[Stored records]
==========
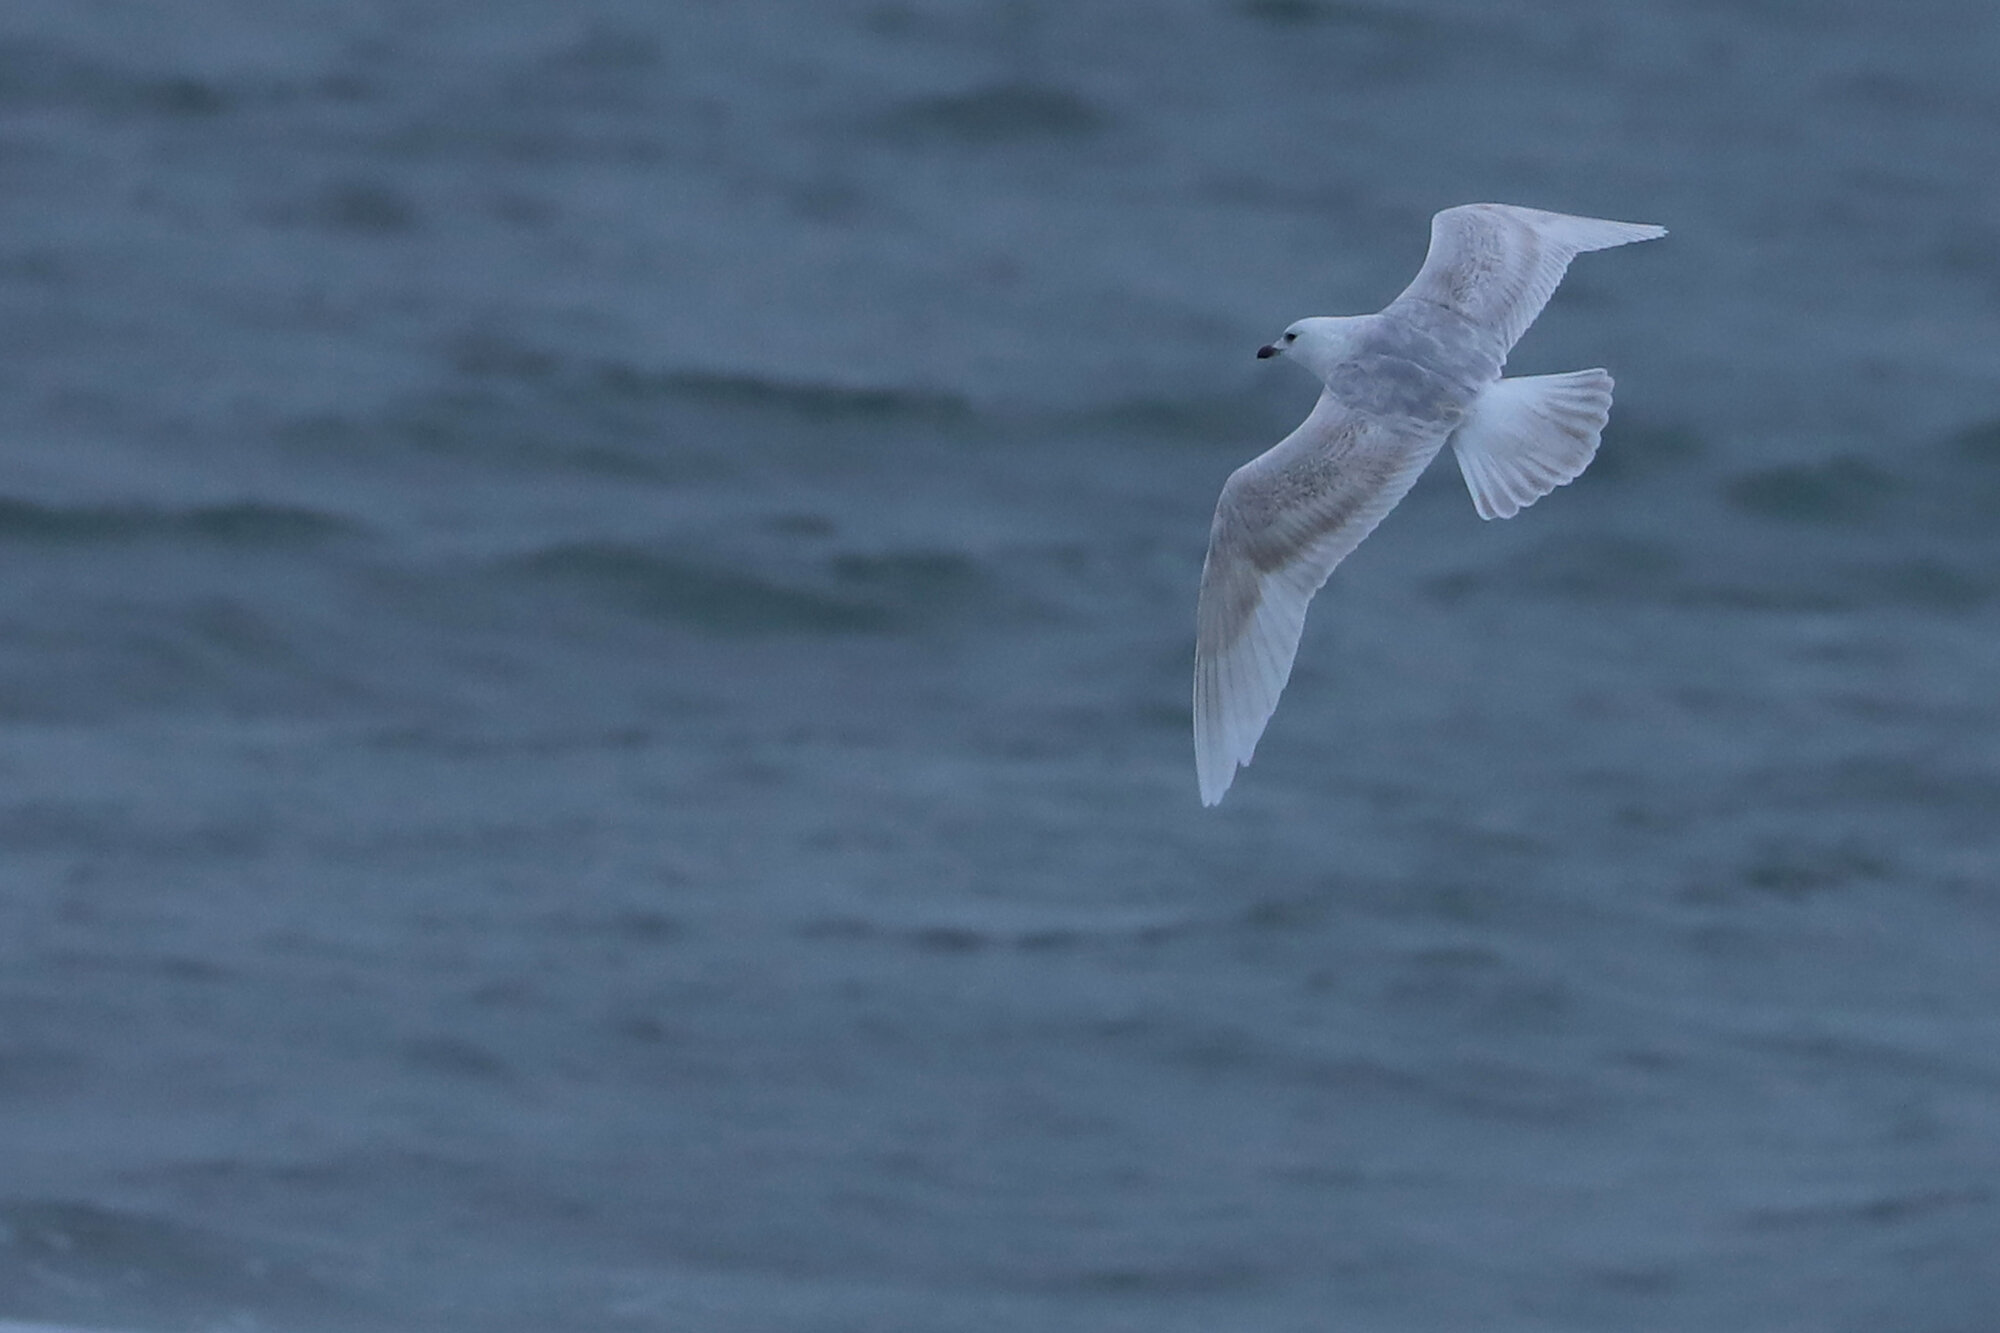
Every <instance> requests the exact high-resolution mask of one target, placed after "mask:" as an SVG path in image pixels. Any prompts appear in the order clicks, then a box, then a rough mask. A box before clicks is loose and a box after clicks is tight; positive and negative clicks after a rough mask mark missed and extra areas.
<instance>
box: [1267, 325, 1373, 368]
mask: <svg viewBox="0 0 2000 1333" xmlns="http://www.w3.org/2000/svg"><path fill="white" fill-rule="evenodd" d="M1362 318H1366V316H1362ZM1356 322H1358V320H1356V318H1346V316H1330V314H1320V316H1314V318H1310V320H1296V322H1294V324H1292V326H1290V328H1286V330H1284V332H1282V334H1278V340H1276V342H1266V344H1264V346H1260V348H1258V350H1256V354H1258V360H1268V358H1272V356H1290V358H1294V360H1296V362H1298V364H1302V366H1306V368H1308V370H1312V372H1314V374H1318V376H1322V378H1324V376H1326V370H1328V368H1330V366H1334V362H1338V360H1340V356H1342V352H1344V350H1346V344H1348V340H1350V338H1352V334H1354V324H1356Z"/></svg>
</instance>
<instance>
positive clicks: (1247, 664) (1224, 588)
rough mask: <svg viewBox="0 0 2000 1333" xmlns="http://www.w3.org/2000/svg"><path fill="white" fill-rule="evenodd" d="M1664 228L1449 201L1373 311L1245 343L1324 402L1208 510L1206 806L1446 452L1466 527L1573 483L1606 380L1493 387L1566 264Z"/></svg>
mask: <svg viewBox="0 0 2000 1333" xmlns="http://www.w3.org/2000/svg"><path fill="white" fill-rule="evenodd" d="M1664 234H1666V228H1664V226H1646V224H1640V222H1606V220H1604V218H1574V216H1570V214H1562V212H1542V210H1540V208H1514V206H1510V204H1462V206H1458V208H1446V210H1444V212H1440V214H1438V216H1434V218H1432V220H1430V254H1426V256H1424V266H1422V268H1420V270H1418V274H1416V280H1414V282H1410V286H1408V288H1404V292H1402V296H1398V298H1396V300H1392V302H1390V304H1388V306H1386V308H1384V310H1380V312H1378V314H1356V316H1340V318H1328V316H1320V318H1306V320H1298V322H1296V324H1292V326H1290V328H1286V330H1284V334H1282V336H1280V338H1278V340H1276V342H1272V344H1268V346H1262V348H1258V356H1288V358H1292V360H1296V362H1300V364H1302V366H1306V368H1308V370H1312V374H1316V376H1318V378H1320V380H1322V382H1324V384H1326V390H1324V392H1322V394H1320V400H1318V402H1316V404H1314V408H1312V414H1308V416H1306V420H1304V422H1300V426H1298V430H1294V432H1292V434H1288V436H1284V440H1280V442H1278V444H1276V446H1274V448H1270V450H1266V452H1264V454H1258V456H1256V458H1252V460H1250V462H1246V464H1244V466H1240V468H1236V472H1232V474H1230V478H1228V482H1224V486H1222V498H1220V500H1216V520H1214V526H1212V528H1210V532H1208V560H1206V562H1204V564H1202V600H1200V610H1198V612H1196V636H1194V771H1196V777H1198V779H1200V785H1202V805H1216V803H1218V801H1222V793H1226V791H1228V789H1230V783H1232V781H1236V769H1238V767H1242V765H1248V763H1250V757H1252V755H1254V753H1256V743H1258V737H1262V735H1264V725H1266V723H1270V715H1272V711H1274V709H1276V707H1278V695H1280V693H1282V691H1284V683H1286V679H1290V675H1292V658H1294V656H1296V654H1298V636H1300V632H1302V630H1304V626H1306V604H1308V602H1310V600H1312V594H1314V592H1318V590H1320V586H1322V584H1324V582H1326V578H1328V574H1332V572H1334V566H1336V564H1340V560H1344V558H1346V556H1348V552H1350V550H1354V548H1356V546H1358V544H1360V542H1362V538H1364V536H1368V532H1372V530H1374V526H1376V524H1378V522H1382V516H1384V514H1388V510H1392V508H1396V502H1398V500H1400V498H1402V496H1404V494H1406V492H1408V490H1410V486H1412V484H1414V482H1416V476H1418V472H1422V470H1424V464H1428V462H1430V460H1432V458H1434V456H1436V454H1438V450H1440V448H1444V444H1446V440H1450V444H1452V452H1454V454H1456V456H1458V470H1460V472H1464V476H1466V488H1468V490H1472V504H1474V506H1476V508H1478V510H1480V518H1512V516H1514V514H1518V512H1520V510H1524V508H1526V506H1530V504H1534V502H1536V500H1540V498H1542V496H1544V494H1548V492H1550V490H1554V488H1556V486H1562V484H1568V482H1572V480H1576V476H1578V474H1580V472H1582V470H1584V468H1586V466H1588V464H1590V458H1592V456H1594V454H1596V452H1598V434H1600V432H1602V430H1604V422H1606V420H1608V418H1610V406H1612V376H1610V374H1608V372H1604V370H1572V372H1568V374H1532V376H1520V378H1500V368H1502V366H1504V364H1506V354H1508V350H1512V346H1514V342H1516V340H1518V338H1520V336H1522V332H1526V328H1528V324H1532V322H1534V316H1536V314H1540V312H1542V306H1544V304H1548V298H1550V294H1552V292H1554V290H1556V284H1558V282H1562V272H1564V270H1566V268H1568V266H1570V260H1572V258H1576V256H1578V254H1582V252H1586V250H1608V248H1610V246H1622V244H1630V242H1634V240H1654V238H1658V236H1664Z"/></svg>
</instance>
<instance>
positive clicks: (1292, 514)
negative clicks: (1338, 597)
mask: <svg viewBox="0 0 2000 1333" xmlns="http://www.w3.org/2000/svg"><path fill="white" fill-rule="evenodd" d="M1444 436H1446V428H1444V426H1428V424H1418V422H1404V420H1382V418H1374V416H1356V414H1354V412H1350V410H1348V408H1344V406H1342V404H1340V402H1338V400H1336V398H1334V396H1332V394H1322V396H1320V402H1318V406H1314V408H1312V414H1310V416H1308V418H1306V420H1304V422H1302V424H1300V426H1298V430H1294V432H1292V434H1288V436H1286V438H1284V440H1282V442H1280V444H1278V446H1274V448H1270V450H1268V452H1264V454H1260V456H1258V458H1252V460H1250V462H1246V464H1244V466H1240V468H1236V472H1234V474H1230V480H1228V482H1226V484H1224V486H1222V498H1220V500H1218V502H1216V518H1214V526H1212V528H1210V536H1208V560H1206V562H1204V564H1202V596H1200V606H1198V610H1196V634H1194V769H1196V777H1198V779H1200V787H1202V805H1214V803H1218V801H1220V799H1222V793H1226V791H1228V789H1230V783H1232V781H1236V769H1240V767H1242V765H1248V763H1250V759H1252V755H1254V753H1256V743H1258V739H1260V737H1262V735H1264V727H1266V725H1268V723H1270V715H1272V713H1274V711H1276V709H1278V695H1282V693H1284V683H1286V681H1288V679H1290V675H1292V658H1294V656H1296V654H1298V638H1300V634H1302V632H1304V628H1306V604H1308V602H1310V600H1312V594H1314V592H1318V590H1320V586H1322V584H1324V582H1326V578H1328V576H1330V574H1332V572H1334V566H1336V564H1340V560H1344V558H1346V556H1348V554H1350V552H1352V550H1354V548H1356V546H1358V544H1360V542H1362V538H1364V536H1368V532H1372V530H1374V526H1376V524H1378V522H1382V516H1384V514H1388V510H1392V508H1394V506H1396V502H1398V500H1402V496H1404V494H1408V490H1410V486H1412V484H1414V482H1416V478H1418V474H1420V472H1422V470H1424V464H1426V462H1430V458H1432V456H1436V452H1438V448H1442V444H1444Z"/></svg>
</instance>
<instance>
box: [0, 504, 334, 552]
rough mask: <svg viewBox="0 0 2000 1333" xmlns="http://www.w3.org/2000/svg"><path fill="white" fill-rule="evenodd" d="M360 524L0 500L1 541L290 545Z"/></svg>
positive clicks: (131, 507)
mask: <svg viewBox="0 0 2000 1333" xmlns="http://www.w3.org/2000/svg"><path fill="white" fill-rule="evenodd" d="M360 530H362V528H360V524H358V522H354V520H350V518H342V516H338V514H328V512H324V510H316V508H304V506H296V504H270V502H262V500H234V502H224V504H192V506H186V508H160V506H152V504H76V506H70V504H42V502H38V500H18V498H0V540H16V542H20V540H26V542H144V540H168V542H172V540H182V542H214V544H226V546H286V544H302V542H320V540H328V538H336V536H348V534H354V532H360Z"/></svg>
==========
**PROBLEM DETAILS**:
Starting at the first line and stopping after the line that contains "box: [1267, 325, 1373, 368]", lay out those lines as a JSON list of strings, one string per line, with blank lines omitted. Leave the pictures out of the list.

**EXERCISE OUTPUT**:
[
  "Every <instance> requests the exact high-resolution mask of one target, placed after \"mask:\" as an SVG path in image pixels. Any prompts appear in the order clicks, then a box, then a rough mask. A box before clicks is loose and a box after clicks is tight; positive and negative clicks after a rough mask mark missed and extra areas.",
  "<instance>",
  "box: [1267, 325, 1373, 368]"
]